Recorded data
BEGIN
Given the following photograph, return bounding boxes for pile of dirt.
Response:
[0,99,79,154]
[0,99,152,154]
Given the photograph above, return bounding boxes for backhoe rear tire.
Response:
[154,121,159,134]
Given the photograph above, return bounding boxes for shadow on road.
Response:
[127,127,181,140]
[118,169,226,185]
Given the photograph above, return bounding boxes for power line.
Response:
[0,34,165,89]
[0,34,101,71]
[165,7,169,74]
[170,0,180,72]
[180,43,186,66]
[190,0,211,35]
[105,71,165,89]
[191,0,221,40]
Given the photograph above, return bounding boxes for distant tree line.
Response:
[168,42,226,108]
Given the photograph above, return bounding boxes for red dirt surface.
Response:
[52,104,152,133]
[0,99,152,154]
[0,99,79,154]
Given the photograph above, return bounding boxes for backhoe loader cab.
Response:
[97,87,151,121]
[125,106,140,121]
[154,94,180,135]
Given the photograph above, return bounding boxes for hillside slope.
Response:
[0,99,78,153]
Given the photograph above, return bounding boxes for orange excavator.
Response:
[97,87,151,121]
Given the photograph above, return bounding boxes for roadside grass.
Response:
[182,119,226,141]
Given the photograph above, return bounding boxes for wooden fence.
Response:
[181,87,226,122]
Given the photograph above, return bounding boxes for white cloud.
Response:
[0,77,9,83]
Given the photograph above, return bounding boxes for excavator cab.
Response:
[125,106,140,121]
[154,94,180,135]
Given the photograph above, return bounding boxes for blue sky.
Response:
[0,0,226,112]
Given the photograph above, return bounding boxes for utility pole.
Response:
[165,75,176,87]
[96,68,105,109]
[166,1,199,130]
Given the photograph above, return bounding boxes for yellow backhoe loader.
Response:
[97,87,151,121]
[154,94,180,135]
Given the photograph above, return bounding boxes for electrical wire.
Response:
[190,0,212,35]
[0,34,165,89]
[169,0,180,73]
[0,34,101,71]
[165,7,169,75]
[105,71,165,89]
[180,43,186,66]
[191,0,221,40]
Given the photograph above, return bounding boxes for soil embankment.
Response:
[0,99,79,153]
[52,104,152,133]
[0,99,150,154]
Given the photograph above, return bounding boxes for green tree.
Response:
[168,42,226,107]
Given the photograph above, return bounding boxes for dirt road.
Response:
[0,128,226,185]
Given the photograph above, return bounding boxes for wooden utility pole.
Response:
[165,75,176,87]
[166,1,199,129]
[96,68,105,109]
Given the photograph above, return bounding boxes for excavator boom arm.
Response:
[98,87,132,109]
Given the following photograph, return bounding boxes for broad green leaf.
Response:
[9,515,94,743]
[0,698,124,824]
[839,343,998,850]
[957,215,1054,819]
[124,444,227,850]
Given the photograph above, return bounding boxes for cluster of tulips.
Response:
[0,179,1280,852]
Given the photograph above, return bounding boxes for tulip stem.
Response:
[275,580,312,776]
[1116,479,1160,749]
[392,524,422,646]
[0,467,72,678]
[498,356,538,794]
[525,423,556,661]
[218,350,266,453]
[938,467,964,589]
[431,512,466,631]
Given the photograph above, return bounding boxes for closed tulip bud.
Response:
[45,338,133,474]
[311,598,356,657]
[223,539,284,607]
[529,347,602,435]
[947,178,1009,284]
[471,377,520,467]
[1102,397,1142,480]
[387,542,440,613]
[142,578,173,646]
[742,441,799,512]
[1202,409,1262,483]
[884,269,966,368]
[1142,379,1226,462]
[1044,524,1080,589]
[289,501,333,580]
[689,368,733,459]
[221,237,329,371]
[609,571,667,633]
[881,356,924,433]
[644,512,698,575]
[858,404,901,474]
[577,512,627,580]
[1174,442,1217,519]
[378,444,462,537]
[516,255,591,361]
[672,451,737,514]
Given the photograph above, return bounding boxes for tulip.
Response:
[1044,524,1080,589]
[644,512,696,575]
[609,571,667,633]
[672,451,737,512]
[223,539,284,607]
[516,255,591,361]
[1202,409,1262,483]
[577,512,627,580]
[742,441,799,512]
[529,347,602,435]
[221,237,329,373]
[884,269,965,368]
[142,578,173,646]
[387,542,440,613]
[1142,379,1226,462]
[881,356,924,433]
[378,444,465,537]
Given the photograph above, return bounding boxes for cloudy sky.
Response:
END
EXERCISE REQUIREMENTS: How many lines of the data above contain the string "dirt", with case counting? Reply with the number only.

FINAL RESULT: 3